Activities:
- 1) Answer these questions about the family account of a girl's early reading life. Give each answer on its own line, marked the same way.
(a) How many days did the train ride from California to Texas last?
(b) From what job were the three cardboard boxes of books collected?
(c) At what grade level was her reading class when she entered third grade?
- 2) Write the next part of the family account of a girl's early reading life, starting after its final sentence.

Source extract:
* * * *

Unfortunately, at this point the war was getting started.  That christmas, they were given a collection of around a dozen anthologies containing segments and excerpts from classical literature grouped together by genres.  Fantasy, Mystery, Adventure, and Schools Days, with pieces from books such as Jane Eyre, Charles Dickens, and Mark Twain.  She was put into the advanced reading class for the duration of the year, but life was about to get much more tumultous for the family.

During what would have been the spring of her second grade year, her father joined the army and they made a harsh transition to Texas on a train ride that lasted seven days from California.  Neither she, nor her sisters had anything but clothing with them, not even toys, let alone reading material.  For the time, the two sisters old enough to be in school were given light home schooling by their mother.  She occasionally gave them arithmetic problems or spelling sheets, and Marsha was given a Websters dictionary.  They jumped in and out of schools for the next year and a half as they traveled from Texas to Illinois to Nebraska, mostly reciving only the “light home schooling” that her mother was able to give them.

Upon their arrival home, my Great Great Grandmother, and her grandmother Nani, had managed to collect three cardboard boxes filled with books from her job at The Goodwill Store.  The boxes had everything, from classics to little unheard of mystery collections to Louisa May Alcott, they were the true beginning of her library.  And she loved them.  She read them all indiscriminately with no taste whatsoever.  If she could read it, she loved it and she gobbled them up by the pageful.  Even to this day she remembers that there was a great deal of literature she read from those boxes that was highly inappropriate for an eight year old girl.  But that didn’t stop her.

By the time she was entering third grade, her school had placed her in a sixth grade level reading class, and first grade level penmanship class.  A life dedicated to reading had begun, and there was no stopping her.

* * * *

Dataset:
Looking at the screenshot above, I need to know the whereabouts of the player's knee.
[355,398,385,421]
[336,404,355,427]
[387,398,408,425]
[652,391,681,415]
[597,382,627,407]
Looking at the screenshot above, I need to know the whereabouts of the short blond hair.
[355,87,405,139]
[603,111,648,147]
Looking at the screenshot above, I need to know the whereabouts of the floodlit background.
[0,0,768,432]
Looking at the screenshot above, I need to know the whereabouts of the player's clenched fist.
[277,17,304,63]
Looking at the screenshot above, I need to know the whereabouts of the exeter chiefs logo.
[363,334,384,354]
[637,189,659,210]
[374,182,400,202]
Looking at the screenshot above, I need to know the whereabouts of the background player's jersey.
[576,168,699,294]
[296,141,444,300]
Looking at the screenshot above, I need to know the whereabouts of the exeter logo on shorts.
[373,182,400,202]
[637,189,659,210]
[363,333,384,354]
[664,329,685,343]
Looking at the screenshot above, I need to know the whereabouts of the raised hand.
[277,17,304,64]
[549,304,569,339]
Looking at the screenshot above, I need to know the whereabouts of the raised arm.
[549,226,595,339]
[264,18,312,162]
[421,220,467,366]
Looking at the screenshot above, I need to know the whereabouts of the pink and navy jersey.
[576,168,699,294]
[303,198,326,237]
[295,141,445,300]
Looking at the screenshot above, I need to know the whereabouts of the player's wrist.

* * * *

Task responses:
- 1)
(a) Seven days.
(b) A job at The Goodwill Store.
(c) Sixth grade level.

- 2)
She only had one thing to say about raising children and introducing literature to them.  Her children were all relatively strong readers, there was never any problem with that.  She read to them a bit, and every christmas she bought them a few more books for their collection, but they never had much in the way of money. Then one year, their television broke.  Without the money to get it fixed, they began a new tradition of sitting in my mother’s room with my aunt on the bed across from my mom, their brother on the floor in the middle, and my grandmother in a rocking chair in front of him.  And she would read them anything they could find.  Bambi, Little Women, Little Men, Tom Sawyer, Huck Finn, poetry, anything and everything and she loved it.  Every night David would fall asleep on the carpet and the three of them, my grandmother and her two daughters, would have to lug him back into his own bedroom, as he weighed about as much as the three of them combined.  They kept the tradition up for a year and half, until my grandfather got their television fixed, and the tradition died.  It was, she claims, her greatest failing.  She wishes she had never fixed that stupid television.

(I have tried to describe this as closely as my grandmother described it to me.  Somehow, it seems important that it is in her voice.)